**What you need to do**.
Your task is to write out the lines from the line containing "ceiling in the photo above." through the last line of the material, exactly.

**Data supplied**.
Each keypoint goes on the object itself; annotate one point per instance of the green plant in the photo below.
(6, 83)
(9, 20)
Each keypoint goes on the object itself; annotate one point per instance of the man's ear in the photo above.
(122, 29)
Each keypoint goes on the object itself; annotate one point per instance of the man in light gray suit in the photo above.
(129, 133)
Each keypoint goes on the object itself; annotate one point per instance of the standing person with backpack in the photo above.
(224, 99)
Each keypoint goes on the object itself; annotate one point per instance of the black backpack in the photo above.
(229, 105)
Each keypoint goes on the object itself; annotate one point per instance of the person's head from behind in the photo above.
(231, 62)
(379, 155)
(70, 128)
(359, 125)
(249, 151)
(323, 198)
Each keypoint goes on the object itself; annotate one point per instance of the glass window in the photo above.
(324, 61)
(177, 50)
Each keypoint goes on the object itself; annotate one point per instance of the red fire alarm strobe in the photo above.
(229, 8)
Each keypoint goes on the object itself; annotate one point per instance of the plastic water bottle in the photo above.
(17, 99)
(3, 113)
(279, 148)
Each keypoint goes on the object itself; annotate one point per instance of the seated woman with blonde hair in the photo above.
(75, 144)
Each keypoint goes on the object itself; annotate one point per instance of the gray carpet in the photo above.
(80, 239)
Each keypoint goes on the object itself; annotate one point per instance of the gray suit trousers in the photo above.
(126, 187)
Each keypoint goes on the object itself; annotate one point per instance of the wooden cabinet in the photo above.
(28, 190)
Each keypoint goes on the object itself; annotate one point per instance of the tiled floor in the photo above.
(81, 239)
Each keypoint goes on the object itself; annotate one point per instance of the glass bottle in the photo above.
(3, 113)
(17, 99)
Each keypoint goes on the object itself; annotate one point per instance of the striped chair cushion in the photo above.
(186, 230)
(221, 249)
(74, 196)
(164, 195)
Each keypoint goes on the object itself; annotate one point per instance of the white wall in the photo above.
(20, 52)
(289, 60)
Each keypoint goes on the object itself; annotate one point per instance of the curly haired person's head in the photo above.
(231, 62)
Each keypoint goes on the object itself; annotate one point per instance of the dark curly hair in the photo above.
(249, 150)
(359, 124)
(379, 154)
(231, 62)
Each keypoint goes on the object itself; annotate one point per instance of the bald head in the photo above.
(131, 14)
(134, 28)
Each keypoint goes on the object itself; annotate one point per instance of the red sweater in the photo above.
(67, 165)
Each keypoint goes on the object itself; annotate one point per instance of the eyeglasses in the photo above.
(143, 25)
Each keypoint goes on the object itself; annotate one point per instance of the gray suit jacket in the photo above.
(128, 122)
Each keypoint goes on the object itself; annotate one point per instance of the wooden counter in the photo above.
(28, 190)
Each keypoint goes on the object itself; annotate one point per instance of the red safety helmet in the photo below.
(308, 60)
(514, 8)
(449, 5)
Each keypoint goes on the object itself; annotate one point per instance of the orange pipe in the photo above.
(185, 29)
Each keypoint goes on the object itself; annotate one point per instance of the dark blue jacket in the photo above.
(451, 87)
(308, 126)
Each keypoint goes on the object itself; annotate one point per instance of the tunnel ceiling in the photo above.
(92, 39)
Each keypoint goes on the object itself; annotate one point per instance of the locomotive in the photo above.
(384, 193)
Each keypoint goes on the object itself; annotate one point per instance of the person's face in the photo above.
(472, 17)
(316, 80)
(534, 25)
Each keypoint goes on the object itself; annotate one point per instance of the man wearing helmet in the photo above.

**Answer to this exercise**.
Each keypoint goes on the object itself; annotate one point per instance of the tunnel ceiling in the photo above.
(92, 39)
Each keypoint goes on the object itself; annotate one point per instance of the locomotive in the photo above.
(384, 193)
Each keypoint goes on the object itself; annotate one point per instance of the person's face in the photo above.
(472, 17)
(316, 80)
(534, 25)
Each keypoint goes on the object itself; annotate one point per instance of the man wearing helmet in the photo above.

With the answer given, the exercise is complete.